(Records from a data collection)
'''
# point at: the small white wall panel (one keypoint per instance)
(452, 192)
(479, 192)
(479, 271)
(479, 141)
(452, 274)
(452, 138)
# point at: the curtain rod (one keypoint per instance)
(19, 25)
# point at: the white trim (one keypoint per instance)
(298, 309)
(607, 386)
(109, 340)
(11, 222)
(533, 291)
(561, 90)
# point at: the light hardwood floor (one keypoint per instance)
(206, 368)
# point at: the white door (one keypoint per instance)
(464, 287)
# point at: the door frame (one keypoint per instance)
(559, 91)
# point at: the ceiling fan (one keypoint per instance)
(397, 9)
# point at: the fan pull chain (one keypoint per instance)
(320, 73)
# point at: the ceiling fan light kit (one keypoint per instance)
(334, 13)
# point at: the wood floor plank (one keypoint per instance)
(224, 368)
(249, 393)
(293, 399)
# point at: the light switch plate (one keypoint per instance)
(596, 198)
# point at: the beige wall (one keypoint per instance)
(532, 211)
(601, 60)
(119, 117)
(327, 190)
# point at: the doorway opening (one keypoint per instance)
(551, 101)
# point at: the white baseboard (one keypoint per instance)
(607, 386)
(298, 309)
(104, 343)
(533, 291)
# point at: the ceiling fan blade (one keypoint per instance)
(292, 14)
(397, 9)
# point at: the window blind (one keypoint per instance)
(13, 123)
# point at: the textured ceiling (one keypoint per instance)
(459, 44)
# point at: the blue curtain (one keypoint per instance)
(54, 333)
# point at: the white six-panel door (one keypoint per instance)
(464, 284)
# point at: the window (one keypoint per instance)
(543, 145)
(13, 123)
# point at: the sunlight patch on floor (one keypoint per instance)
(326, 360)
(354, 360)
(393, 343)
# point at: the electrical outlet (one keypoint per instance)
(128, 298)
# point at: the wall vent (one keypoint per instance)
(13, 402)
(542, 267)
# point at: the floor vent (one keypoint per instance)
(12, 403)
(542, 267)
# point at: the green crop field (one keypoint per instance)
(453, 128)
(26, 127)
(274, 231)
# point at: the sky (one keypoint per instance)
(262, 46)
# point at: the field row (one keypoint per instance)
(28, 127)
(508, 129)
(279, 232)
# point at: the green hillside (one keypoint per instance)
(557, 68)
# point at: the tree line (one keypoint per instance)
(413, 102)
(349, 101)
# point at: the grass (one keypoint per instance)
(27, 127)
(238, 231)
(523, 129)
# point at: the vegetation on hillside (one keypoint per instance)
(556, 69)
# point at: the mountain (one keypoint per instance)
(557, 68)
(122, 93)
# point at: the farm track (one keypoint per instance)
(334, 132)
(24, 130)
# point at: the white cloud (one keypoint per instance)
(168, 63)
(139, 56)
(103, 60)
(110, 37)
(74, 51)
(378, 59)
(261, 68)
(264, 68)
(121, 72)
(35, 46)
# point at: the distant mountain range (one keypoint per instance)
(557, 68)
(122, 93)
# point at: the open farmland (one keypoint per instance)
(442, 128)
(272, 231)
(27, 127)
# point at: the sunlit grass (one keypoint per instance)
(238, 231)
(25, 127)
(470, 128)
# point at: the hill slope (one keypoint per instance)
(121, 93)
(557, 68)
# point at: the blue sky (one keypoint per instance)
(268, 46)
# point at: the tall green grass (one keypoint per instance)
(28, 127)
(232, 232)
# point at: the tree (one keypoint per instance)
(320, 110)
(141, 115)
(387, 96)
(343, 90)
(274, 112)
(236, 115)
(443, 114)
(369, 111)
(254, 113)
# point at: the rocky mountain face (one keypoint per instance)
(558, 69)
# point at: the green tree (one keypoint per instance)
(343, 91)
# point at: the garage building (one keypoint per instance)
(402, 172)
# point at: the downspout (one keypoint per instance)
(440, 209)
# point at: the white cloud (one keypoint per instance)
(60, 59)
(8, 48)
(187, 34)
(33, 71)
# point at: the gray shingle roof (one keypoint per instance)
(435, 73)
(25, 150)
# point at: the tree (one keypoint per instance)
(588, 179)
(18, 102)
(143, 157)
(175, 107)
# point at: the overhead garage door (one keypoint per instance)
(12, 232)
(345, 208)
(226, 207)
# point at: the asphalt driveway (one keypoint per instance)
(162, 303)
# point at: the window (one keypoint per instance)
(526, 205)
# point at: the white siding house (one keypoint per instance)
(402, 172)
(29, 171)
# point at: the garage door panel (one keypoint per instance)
'''
▶ Task prompt:
Reproduce every entry above exactly as it was written.

▶ Answer for this exercise:
# point at: the small white wall panel (one keypoint per instance)
(452, 192)
(479, 192)
(479, 271)
(479, 141)
(452, 274)
(452, 138)
# point at: the curtain rod (one keypoint per instance)
(19, 25)
# point at: the white trim (one keypoint per instance)
(298, 309)
(607, 386)
(109, 340)
(11, 222)
(533, 291)
(561, 90)
# point at: the light hardwood floor (one keypoint per instance)
(206, 368)
# point at: the white door (one keypoint per instance)
(464, 287)
# point at: the door frame (one keypoint per instance)
(559, 91)
# point at: the ceiling fan (one keypoint per instance)
(397, 9)
# point at: the fan pull chain (one keypoint per instance)
(320, 73)
# point at: the ceiling fan light kit (one keypoint per instance)
(334, 13)
# point at: the wood floor plank (one keypoint per instance)
(224, 368)
(249, 393)
(293, 399)
# point at: the light switch plate (one keypoint per instance)
(596, 198)
# point at: the beige wall (one keypoint per instance)
(532, 211)
(601, 60)
(119, 117)
(327, 190)
# point at: the doorway opening (one keypoint per instance)
(551, 101)
# point at: the white baseboard (one keypoint per instance)
(607, 386)
(298, 309)
(104, 343)
(533, 291)
# point at: the ceiling fan blade (one keypoint per instance)
(292, 14)
(397, 9)
# point at: the window blind (one keypoint per instance)
(13, 123)
# point at: the textured ceiling (one keypoint per instance)
(459, 44)
# point at: the blue curtain (one keypoint per instance)
(54, 333)
# point at: the white six-panel door (one keypoint per instance)
(464, 284)
# point at: the window (one keypoint per instance)
(543, 145)
(13, 123)
# point at: the sunlight patch on floor (one keypoint per instance)
(326, 360)
(354, 360)
(393, 343)
# point at: the electrical outlet (one keypoint per instance)
(128, 298)
# point at: the wall vent (one keypoint per instance)
(13, 402)
(542, 267)
# point at: the floor vent (one keypoint per instance)
(12, 403)
(542, 267)
# point at: the green crop field (one keypoint per instance)
(453, 128)
(26, 127)
(274, 231)
# point at: the sky (one keypoint per instance)
(262, 46)
# point at: the field row (one keypoint per instance)
(28, 127)
(508, 129)
(279, 232)
# point at: the green hillside (one keypoint per instance)
(557, 68)
# point at: the tree line (one keypoint per instance)
(413, 102)
(349, 101)
# point at: the grass (one keypoint per instance)
(27, 127)
(238, 231)
(523, 129)
# point at: the vegetation on hillside (one keypoint per instance)
(556, 69)
# point at: the mountain (one keypoint per instance)
(557, 68)
(122, 93)
# point at: the farm track (one keypoint per instance)
(334, 132)
(24, 130)
# point at: the white cloud (one keypoint per instance)
(168, 63)
(139, 56)
(103, 60)
(110, 37)
(74, 51)
(378, 59)
(261, 68)
(264, 68)
(121, 72)
(35, 46)
# point at: the distant mountain range (one keypoint per instance)
(557, 68)
(122, 93)
# point at: the open farmland (one keypoint per instance)
(442, 128)
(272, 231)
(27, 127)
# point at: the sunlit grass (one keypoint per instance)
(238, 231)
(25, 127)
(470, 128)
# point at: the hill slope (one keypoint per instance)
(121, 93)
(557, 68)
# point at: the blue sky (one keypoint per instance)
(268, 46)
# point at: the tall green grass (one keypoint per instance)
(28, 127)
(232, 232)
# point at: the tree (one keypoint per instance)
(320, 110)
(141, 115)
(387, 96)
(343, 90)
(274, 112)
(236, 115)
(443, 114)
(369, 111)
(254, 113)
# point at: the rocky mountain face (one keypoint per instance)
(558, 69)
# point at: the green tree (one keypoint per instance)
(343, 91)
# point at: the garage building (one keypoint per instance)
(402, 172)
# point at: the downspout (one keypoint per instance)
(440, 209)
# point at: the white cloud (one keypoint per instance)
(60, 59)
(8, 48)
(187, 34)
(33, 71)
# point at: the gray shingle roof (one keypoint per instance)
(435, 73)
(25, 150)
# point at: the tree (one keypoint per instance)
(588, 179)
(18, 102)
(143, 157)
(175, 107)
# point at: the overhead garage door (one keypoint per instance)
(12, 232)
(345, 208)
(226, 207)
# point at: the asphalt driveway (one keypoint per instance)
(162, 303)
# point at: the window (one keypoint per instance)
(526, 205)
# point at: the white siding house (one keypoint per instance)
(402, 172)
(29, 171)
# point at: the garage door panel (one keypoint per instance)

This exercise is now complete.